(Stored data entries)
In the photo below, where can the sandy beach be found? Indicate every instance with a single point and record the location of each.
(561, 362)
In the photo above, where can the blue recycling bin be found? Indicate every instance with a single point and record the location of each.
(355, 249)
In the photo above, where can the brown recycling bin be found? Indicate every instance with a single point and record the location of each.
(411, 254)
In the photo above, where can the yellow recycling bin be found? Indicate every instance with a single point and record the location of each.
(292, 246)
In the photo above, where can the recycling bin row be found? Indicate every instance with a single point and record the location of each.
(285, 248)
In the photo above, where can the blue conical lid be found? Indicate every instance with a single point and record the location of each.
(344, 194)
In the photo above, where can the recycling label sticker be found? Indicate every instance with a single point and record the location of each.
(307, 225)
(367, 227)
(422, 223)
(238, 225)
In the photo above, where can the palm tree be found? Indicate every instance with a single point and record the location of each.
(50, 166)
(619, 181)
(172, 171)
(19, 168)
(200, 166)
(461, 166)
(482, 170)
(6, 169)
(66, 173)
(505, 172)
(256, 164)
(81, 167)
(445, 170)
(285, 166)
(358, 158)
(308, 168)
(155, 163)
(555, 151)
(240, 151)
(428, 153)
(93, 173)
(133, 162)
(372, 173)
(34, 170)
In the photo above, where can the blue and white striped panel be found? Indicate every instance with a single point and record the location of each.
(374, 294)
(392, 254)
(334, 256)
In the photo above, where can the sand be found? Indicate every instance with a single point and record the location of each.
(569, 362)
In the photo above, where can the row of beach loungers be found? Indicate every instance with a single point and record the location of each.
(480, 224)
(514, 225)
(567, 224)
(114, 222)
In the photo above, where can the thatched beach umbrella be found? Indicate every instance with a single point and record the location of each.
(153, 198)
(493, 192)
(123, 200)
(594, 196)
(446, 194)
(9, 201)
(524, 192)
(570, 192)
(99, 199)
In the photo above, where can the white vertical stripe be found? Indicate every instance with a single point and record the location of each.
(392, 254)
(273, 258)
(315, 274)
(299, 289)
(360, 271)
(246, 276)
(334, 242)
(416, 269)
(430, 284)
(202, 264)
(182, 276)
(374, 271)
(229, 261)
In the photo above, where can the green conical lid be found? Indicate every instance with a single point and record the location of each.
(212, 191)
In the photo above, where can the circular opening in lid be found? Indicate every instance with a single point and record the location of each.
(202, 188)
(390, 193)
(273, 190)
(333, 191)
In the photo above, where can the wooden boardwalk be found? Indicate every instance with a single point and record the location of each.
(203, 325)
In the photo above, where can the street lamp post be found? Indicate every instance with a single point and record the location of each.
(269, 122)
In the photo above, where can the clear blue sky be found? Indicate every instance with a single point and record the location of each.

* WORK TO COMPLETE *
Each of the lines from the one holding "In the photo above, where can the circular" through the final line of the entries is to be set down exactly, and no others.

* TASK RESULT *
In the photo above, where can the circular opening in lid be found? Indicate every instance with a single point and record the location of each.
(202, 188)
(390, 193)
(273, 190)
(333, 191)
In the photo above, where can the wooden boardwalk be found? Indicate every instance with a single point and record the location of each.
(203, 325)
In the photo above, where can the street lamp post be found? Indicate every instance with a single point and record the location of each.
(269, 122)
In the photo above, where can the clear blue sky be found? Indicate every instance with a single point and record the location of each.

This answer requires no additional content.